▶ Exercice court A
Selon le texte source, combien de temps dure la partie de la visite qui se déroule dans le musée ?

▶ Texte source
# # # # #

Du Musée Fabre au faubourg Méditerranée
Line up et le Musée Fabre ont établi un partenariat pour organiser des visites en deux temps, une heure dans le musée accompagnée par une ou un médiateur (trice) qui introduira, en les commentant quelques œuvres du musée. On verra ensuite lors d’une visite du quartier de la méditerranée riche en street art que ces deux mondes apparemment si éloignés sont en fait reliés par de nombreuses thématiques.
Les œuvres choisies pour la visite du quartier Méditerranée permettront d’aborder une réflexion autour de quelques mots clés : Influence, hommage, transgression, collectif/crew, éphémère, conservation, œuvre, valeur .
Nos commentaires porteront sur ce que disent les œuvres et comment elles le disent à travers l’analyse de leur contenu et de leur support. Quel message ? quelle technique ? copie, original ? quelle influence ? Graffiti, Street art, qu’est-ce qui les différencie ?
-Quels messages ?
Les œuvres d’art, et c’est particulièrement vrai dans la rue, peuvent être en prise avec l’actualité, soit observatrices, soit parfois militantes. La pandémie, L’environnement, les violences faites aux femmes, la guerre et bien d’autres thèmes de société peuvent être abordés.
D’autres œuvres ont pour principale ambition de faire connaître au public l’univers esthétique personnel de l’artiste. Sont présents dans la rue des illustrateurs, des graphistes, des designers, dont la plupart travaillent sur tablette graphique ou ordinateurs avec des outils de DAO mais aussi des tagueurs, des graffeurs, des muralistes et des artistes d’atelier.
Pour certains l’œuvre de la rue renvoie souvent à des boutiques en ligne ou des sites internet.

# # # # #

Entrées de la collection
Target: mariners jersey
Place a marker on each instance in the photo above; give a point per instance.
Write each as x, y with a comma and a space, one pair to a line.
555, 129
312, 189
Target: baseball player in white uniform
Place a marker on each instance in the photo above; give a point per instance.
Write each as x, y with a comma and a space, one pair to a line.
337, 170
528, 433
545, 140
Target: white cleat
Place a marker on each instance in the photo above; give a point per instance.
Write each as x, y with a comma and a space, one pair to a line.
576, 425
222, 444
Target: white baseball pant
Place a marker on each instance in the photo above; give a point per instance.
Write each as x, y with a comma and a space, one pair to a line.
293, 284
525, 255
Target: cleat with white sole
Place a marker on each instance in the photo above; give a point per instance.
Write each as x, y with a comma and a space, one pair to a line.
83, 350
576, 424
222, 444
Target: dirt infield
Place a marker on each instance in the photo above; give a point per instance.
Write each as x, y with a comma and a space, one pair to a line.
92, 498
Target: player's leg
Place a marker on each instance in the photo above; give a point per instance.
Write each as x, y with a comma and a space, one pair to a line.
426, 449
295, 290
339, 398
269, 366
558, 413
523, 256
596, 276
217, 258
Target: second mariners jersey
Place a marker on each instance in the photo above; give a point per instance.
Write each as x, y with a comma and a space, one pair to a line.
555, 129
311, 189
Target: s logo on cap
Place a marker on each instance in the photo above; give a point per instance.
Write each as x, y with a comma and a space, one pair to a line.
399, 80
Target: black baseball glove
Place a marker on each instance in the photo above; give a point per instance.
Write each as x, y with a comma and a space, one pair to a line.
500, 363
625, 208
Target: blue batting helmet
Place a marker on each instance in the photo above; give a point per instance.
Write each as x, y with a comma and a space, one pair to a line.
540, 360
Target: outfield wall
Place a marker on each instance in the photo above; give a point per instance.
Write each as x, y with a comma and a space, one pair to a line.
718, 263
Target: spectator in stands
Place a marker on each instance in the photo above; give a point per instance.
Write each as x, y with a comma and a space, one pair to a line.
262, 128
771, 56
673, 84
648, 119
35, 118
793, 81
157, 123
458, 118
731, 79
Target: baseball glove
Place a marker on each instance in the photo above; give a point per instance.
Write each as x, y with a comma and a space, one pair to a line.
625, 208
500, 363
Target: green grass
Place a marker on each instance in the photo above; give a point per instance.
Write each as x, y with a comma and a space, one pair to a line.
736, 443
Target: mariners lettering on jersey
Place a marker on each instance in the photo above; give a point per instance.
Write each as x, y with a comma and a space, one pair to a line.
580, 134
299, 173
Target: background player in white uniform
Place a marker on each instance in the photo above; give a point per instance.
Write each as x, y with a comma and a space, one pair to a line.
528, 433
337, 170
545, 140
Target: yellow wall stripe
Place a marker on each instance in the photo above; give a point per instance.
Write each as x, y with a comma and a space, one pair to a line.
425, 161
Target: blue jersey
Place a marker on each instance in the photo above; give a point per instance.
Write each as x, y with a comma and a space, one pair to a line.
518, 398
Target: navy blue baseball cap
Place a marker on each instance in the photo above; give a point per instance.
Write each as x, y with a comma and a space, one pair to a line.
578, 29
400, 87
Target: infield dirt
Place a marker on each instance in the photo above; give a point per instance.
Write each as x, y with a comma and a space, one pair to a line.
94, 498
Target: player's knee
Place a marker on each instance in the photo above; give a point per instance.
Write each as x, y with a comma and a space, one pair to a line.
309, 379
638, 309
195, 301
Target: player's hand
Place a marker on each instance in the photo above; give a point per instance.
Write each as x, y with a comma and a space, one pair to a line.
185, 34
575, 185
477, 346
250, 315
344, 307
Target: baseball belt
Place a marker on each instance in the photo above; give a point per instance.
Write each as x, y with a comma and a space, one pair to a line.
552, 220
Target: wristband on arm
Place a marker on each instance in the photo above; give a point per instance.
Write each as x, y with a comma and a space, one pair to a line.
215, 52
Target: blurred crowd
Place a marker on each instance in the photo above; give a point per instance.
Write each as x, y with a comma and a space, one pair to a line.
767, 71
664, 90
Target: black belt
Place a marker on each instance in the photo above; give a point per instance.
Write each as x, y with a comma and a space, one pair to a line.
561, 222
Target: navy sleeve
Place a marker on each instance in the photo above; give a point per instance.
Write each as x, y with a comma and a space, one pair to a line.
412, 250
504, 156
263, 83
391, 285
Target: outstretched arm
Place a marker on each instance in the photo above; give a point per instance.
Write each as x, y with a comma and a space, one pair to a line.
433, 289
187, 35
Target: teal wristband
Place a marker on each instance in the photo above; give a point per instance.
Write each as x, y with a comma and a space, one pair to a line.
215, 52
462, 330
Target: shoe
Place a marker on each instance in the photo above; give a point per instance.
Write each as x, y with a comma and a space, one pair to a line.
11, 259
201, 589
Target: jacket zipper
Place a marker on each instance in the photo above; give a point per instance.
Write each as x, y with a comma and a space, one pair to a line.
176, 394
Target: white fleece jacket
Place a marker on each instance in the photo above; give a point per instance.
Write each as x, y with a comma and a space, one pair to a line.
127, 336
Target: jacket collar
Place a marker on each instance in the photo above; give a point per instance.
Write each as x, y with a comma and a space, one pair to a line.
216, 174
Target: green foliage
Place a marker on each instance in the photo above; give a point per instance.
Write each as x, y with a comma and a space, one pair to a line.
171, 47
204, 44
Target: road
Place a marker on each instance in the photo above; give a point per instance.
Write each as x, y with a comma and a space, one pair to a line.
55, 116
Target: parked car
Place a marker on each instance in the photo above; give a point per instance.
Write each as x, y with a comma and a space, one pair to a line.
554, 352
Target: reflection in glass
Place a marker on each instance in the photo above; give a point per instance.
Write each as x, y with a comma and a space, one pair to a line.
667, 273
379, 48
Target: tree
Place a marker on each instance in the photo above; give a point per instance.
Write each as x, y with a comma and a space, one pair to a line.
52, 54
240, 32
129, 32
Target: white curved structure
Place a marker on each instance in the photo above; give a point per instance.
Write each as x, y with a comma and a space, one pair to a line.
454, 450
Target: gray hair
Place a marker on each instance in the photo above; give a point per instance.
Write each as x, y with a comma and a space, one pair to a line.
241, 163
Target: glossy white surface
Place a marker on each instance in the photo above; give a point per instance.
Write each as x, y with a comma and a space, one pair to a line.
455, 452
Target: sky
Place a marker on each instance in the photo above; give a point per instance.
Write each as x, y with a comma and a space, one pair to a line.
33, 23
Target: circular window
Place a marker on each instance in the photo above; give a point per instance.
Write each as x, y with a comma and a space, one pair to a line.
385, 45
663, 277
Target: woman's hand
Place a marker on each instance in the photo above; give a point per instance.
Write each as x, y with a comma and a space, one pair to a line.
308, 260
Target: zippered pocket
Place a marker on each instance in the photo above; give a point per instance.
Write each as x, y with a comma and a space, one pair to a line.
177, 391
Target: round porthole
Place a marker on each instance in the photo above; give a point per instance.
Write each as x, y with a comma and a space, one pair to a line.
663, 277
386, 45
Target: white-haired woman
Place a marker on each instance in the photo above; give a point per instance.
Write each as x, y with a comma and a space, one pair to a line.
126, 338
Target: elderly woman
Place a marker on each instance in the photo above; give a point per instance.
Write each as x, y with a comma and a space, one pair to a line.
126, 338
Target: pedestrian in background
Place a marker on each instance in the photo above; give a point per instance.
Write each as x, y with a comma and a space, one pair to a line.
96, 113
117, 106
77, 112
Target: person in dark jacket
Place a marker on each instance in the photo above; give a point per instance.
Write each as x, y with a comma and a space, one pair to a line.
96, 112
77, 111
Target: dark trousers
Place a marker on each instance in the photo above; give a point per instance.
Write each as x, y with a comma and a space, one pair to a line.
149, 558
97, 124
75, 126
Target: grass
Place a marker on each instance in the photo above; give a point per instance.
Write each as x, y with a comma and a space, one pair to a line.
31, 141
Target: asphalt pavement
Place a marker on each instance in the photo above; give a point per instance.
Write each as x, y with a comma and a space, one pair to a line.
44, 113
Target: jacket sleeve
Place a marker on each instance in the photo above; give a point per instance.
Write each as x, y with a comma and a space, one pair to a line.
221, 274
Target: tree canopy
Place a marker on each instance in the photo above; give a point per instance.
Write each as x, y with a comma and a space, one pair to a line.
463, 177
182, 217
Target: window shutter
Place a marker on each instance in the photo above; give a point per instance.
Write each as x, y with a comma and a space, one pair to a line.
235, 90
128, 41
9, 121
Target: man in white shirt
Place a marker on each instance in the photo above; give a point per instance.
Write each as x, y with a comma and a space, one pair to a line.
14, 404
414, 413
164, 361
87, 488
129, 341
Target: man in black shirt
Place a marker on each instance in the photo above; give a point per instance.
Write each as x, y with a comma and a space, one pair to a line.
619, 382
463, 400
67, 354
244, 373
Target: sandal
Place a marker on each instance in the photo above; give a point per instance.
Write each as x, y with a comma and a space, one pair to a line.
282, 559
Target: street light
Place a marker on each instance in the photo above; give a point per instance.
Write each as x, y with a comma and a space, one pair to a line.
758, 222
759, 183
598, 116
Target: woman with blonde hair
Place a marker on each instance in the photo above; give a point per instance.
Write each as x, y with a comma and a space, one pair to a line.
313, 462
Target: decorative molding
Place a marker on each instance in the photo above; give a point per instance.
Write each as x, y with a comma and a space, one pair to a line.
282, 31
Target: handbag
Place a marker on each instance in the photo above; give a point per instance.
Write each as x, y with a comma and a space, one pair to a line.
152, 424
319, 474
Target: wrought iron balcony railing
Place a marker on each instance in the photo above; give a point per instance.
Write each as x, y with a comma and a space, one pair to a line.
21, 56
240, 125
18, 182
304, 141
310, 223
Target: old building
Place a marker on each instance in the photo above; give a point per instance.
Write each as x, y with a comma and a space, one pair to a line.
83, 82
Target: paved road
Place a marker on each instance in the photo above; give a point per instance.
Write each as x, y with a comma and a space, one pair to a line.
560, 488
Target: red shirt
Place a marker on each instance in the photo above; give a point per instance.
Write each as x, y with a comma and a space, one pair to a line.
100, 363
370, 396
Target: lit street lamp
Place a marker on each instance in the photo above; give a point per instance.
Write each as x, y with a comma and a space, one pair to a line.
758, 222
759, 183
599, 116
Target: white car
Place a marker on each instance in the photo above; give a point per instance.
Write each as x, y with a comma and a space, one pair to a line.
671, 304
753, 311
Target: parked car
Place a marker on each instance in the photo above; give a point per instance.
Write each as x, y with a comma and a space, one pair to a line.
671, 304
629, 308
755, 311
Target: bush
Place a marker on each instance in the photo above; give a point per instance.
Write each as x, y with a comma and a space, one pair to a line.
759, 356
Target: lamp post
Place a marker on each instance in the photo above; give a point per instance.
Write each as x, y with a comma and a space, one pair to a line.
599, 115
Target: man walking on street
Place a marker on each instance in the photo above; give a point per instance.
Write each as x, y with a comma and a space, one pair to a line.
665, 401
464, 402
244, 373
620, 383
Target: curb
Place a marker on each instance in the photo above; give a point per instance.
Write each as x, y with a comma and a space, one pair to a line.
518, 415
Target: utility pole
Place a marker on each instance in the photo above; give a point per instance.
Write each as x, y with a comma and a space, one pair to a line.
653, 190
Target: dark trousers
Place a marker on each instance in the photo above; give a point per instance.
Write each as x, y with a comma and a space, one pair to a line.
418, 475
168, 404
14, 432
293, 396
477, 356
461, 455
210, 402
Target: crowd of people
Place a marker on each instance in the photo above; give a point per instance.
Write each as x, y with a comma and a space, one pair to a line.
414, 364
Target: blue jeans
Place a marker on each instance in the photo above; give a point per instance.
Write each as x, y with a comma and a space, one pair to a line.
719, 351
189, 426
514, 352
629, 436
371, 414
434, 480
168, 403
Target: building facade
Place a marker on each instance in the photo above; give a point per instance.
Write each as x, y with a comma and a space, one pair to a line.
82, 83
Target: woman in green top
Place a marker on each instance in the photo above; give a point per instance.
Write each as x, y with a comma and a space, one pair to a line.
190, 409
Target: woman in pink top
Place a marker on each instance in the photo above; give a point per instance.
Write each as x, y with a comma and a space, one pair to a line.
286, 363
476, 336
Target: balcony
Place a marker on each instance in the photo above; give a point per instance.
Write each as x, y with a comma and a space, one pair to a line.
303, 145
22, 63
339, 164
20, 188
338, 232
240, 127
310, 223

# # # # #

▶ Exercice court B
Recopiez toutes les lignes des entrées de la collection, en commençant à celle qui contient « Target: balcony » et en terminant à la dernière ligne des entrées. Augmentez de 108 chaque coordonnée des réponses.

▶ Solution proposée A
Une heure.

▶ Solution proposée B
Target: balcony
Place a marker on each instance in the photo above; give a point per instance.
Write each as x, y with a comma and a space, one pair to a line.
411, 253
130, 171
447, 272
128, 296
446, 340
348, 235
418, 331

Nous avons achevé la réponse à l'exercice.